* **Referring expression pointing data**
________________________
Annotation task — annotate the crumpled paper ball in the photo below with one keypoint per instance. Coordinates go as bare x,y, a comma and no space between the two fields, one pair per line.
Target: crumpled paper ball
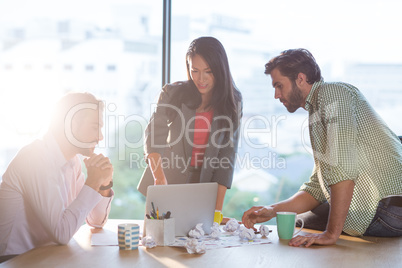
194,247
247,234
215,231
264,230
231,226
148,242
197,232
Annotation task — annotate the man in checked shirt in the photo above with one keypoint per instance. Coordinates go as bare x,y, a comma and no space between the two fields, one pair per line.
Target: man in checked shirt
356,183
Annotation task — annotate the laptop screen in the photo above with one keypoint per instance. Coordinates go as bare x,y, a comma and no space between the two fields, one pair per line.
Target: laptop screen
189,204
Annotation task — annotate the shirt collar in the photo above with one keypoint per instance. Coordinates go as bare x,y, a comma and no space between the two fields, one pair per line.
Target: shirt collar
311,95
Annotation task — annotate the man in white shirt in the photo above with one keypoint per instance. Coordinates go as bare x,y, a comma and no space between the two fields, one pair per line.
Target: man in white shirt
44,197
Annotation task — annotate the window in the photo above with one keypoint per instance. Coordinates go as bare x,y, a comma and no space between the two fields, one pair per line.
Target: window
350,45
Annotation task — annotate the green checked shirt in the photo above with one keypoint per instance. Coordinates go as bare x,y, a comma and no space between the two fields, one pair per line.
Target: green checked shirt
351,142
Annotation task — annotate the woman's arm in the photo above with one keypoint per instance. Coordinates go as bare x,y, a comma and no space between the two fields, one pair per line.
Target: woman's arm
155,164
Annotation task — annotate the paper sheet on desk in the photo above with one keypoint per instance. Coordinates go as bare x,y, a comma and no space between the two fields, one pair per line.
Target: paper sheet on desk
226,240
104,237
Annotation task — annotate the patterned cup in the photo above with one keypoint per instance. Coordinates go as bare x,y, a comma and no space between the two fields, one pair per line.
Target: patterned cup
128,236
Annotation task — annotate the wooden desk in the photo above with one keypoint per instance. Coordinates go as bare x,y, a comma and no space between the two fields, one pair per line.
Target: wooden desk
348,252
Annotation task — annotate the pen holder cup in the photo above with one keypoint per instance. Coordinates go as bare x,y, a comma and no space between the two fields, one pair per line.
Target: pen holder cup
162,231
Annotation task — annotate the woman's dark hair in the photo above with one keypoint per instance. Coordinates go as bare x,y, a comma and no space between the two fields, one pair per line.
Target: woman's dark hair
226,98
294,61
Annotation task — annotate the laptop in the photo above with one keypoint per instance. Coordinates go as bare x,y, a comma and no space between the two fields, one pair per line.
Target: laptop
189,204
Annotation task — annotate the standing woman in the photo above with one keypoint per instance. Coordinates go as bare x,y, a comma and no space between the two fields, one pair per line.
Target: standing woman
193,134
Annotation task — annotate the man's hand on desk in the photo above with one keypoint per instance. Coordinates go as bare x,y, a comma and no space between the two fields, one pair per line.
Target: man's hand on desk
317,239
257,214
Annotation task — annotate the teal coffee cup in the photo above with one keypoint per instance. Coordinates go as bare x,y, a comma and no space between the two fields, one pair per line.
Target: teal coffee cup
286,222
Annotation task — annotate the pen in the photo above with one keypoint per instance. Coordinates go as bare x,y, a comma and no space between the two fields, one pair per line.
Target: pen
153,207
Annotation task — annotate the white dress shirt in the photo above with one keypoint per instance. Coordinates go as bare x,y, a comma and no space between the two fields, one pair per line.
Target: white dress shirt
43,199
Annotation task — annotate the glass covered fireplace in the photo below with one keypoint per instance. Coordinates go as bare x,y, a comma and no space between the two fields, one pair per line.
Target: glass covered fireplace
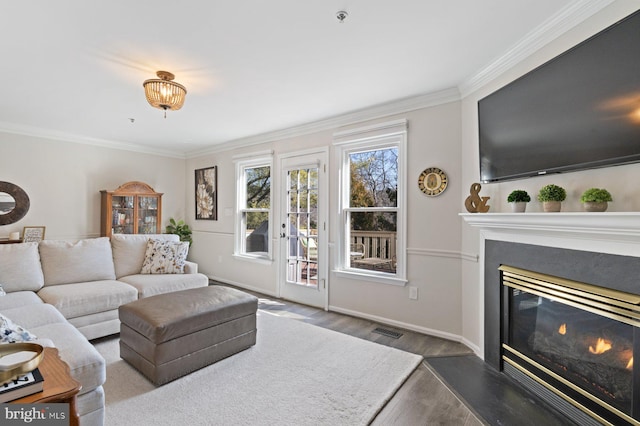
576,340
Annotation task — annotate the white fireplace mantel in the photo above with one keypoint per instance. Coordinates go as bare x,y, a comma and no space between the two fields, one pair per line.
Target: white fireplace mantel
614,232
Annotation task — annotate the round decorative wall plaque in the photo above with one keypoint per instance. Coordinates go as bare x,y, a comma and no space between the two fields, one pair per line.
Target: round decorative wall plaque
432,181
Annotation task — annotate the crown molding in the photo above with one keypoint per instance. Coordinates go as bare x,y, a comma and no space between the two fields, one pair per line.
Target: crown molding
573,14
377,111
17,129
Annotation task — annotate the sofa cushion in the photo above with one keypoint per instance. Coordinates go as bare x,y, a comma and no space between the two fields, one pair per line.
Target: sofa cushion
85,260
150,285
20,267
74,300
129,251
85,362
35,316
19,299
11,332
165,257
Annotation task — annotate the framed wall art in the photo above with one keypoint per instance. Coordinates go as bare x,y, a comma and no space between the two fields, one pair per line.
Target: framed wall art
32,234
207,193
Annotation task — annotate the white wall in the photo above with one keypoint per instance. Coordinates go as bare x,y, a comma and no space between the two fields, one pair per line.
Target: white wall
63,181
620,181
433,229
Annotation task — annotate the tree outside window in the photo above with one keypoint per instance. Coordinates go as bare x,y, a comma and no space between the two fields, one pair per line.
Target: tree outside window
372,214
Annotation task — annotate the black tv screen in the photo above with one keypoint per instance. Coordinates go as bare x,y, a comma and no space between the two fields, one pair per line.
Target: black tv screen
578,111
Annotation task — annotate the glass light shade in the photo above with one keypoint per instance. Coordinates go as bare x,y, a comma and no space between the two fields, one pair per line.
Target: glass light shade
163,93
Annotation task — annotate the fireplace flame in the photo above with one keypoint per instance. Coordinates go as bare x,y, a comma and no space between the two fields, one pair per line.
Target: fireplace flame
601,346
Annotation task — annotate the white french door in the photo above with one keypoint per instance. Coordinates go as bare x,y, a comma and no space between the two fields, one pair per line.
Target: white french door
303,228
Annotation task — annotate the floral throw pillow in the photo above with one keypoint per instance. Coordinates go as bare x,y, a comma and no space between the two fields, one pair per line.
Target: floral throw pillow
11,332
165,257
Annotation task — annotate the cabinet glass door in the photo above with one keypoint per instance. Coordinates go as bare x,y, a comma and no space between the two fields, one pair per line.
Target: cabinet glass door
147,215
122,215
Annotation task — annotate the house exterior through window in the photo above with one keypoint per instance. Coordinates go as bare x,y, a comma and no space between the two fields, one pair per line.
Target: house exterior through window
253,213
372,200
________________________
* **Exercise instructions**
Your answer should be the lines above that contain the word "below", copied out.

* **Response to the exercise**
Annotation task — annotate the crumpled paper ball in the photo below with one keypoint per instance. Coordinates go as bare x,y, a comma and no space between the two fields, one pair per line.
Annotation task — annotate the glass covered fireplace in the photo below with one keypoint per instance. Coordinates go as bare x,y, a comma and no space between the two fields, one pair per line.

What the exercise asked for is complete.